(TRY IT) Please copy the passage in the text about making the rescue documentary, from "Some 87 hours" up to and including "a producer credit).", word for word.

(EXERCISE TEXT)
The pandemic prevented the filmmakers from developing personal connections with their subjects over a cup of tea or a dinner, which meant their remote interviews went on for hours. “We had to do very extended interviews to get to know them,” explains Chin.
But the filmmakers did spend crucial time with the divers in October 2020, recreating some of the underwater scenes in a tank at the UK’s Pinewood Studios. “That’s a great way to get to know people, seeing them in their element,” says Chin.
The filmmakers were working on an independent documentary budget, so had to be creative during their week at Pinewood. They even borrowed part of a leftover set — “maybe from a Michael Bay film,” posits Chin — that looked cave-like and could go in the tank.
“This is the first film we’ve made that we weren’t able to be on location during the event,” adds Vasarhelyi. “It became important for us as storytellers to see them show up in their real gear and see duct tape on rips on Rick’s wetsuit… We hired these Thai kids to be actors, and watching someone bind a kid’s hands behind their back and push their head underwater — that helped me feel the responsibility these men were able to take on, and also the courage they had.”
Clear as mud
The caves were famously muddy, giving rise to an unusual workaround at Pinewood. Real mud would have likely meant draining the tank, using up time they could not afford to lose. Vasarhelyi reveals they took a tip from Hollywood and used ground broccoli in the water to replicate the murky silt.
Another challenge for the filmmakers was found in clearing archive material, as well as sorting through the many sources. “The film was brought to life when we heard the Thai Navy SEALs might have footage,” recalls Vasarhelyi. “The admiral of the Thai Navy SEALs is married to a journalist and she convinced those soldiers to carry in GoPros. But they weren’t inclined to share their footage because they don’t publicise what they do.
“That took years of negotiation, and there are some things that can’t happen over Zoom. So after I got my second [Covid] vaccine shot, I went to Thailand and worked on convincing them.”
Some 87 hours of footage arrived in New York soon after, with a military escort — 15 minutes of which appear in the finished film.
The result looks seamless thanks to expert editing over an 18-month period with editor Bob Eisenhardt, who collaborated with the pair on Free Solo and their first feature together, Meru (2015). The Rescue combines newly shot footage, interviews, archive material and re-enactments, as well as drawings, diagrams and animations (Eisenhardt also has a producer credit).
Having now made three features with her husband, Vasarhelyi describes their co-directing as “synergistic… Free Solo is a great example of that, neither one of us could have made it alone due to the sheer scale of the project.”
Their split of duties “evolves with every film”, she adds. “I do love the edit. Jimmy is clearly an amazing visual storyteller, but the character work is done by both of us — Jimmy can bring that authenticity and integrity as a professional athlete who was in very difficult situations.”
Chin agrees: “It’s different with each film, where our interests lie,” he says. “But I think we see the world from different perspectives, so that helps round out a better film. Chai grew up in Manhattan and I spent a lot of my adult life in mountains and documenting expeditions. But we both overlap as well.”
Their next documentary together is already underway: a film about Douglas Tompkins (co-founder of outdoor recreation brand North Face), his wife Kris Tompkins (former CEO of clothing retailer Patagonia) and Yvon Chouinard (Patagonia founder). “In a lot of ways, they defined the outdoor ethos and lifestyle of the adventure outdoor world,” says Chin, “and they ended up becoming some of the greatest conservationists.”

Point localization data
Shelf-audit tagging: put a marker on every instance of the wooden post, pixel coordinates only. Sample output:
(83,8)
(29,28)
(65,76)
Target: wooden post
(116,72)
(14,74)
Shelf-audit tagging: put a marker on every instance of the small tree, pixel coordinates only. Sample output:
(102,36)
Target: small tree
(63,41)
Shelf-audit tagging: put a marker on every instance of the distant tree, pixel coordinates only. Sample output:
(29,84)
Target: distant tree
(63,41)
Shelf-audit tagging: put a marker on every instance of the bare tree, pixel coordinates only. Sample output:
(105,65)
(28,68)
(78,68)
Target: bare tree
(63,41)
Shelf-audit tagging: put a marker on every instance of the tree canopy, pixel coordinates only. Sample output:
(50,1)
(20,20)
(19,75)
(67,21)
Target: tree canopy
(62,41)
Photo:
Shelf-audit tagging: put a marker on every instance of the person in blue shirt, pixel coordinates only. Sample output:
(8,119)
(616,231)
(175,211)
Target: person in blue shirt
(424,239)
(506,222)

(SOLUTION TO THIS PROBLEM)
Some 87 hours of footage arrived in New York soon after, with a military escort — 15 minutes of which appear in the finished film.
The result looks seamless thanks to expert editing over an 18-month period with editor Bob Eisenhardt, who collaborated with the pair on Free Solo and their first feature together, Meru (2015). The Rescue combines newly shot footage, interviews, archive material and re-enactments, as well as drawings, diagrams and animations (Eisenhardt also has a producer credit).